Saturday, April 14, 2018

How to Write Highly Cited Articles

This blog posting is for all my friends and contacts who write (or wish to write) scientific or technical papers that garner citations.

I recently attended a talk (at UPitt Center for Philosophy of Science) given by Simon DeDeo of Santa Fe Institute and Carnegie Mellon Philosophy Dept., in which he described his apparently unpublished work on mini scientific revolutions, as detected by analyzing word clouds in scientific papers on ArXiv.org, a moderated repository of electronic preprints in quantitative disciplines.

His hour-long talk covered many issues he detected by crawling the entirety of ArXiv doing textual analysis. As I've learned from other talks, a bag of words (or word cloud) can fairly accurately characterize what an article is about. So if you follow articles in a given discipline, looking for points where the word distribution shifts, you may have detected a mini scientific revolution, where many in the field decided to start using some new words and phrases, which then go out of fashion after a while when yet-other word clouds come along and displace them.

....

TASK OBJECTIVE: Which academic institutions or departments does the blog post on writing highly cited articles name?

....

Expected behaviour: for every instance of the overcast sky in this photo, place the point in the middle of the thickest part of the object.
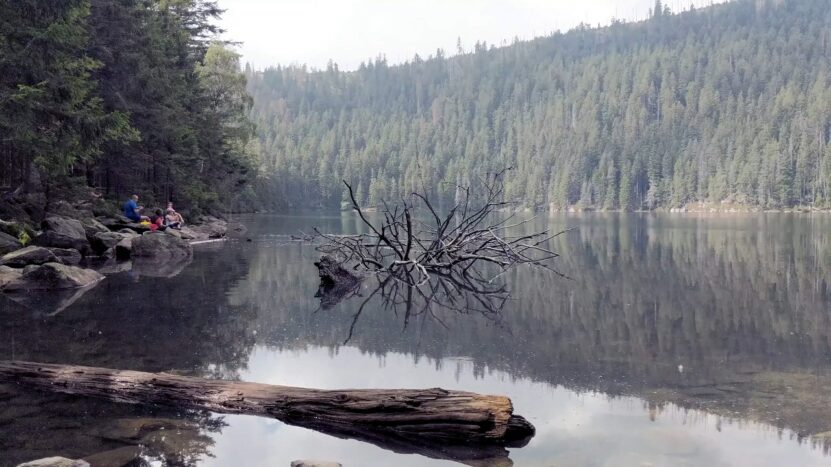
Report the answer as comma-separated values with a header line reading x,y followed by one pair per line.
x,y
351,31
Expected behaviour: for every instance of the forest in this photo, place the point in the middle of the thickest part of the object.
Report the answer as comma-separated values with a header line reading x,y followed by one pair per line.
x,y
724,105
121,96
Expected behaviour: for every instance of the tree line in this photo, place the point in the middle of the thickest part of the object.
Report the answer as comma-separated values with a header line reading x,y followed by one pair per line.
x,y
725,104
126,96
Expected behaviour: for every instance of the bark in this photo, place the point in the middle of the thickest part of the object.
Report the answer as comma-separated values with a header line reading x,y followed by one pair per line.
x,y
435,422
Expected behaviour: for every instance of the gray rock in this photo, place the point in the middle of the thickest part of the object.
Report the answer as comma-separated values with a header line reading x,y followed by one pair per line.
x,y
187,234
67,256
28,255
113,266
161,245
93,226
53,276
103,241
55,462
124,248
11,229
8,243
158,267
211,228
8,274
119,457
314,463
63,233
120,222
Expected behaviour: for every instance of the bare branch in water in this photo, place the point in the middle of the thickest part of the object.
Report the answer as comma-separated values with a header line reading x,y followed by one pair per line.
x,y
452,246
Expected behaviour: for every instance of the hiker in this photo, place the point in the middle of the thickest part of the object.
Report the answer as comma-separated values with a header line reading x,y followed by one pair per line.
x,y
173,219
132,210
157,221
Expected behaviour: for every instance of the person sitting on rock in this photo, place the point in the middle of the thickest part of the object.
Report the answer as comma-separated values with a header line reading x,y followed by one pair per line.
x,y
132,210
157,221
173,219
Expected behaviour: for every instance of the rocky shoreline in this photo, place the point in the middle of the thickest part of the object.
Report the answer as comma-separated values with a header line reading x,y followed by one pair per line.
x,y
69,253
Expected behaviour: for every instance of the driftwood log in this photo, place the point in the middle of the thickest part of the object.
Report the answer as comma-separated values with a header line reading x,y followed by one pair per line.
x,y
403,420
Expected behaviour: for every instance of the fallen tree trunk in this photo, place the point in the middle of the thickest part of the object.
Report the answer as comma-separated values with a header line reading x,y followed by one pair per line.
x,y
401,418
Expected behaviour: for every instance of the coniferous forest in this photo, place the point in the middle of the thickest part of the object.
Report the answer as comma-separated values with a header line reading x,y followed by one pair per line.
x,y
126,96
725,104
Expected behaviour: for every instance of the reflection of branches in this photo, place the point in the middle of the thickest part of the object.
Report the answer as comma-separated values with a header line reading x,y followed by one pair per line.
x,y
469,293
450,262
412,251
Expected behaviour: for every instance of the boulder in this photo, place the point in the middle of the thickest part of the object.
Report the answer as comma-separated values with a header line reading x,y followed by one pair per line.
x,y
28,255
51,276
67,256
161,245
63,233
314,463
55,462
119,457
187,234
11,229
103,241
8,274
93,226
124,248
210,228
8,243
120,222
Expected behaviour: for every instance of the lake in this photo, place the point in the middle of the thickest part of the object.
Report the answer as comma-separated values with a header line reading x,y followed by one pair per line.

....

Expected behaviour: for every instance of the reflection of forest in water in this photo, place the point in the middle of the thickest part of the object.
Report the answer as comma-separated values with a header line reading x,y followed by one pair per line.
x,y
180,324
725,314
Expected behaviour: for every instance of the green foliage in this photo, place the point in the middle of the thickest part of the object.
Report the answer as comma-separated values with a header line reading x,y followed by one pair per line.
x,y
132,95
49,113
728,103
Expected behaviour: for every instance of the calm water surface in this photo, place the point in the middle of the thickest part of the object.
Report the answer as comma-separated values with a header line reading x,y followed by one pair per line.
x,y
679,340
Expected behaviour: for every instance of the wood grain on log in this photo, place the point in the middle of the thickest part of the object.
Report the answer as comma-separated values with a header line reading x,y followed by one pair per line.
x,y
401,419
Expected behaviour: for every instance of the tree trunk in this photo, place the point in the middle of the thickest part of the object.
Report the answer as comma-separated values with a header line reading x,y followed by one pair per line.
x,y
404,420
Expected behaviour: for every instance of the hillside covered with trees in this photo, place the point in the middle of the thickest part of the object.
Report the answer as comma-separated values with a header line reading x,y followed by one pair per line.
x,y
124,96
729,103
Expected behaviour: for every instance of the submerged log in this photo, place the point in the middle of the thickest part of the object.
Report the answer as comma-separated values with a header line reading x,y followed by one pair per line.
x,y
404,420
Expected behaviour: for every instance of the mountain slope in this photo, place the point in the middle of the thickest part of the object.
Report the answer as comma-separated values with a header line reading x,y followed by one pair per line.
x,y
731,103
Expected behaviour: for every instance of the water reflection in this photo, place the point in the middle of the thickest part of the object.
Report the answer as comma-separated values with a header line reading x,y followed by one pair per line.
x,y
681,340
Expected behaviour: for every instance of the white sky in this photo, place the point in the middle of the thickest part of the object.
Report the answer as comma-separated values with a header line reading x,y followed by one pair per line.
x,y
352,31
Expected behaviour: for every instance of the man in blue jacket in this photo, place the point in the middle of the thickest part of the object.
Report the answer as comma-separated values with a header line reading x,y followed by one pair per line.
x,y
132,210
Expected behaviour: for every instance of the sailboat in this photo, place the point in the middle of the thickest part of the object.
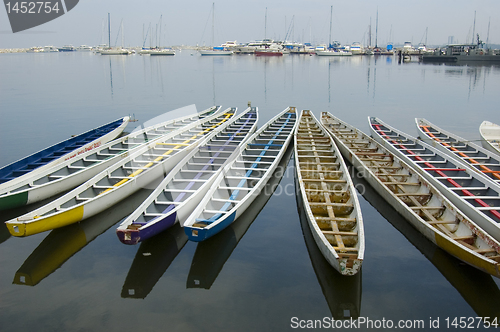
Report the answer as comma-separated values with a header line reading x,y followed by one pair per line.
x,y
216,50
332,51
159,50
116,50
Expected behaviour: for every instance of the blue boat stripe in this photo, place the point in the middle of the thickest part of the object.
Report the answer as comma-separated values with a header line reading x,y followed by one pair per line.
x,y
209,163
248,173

....

SOLUTION TO THIS PROBLEM:
UPitt Center for Philosophy of Science
Santa Fe Institute
Carnegie Mellon Philosophy Dept.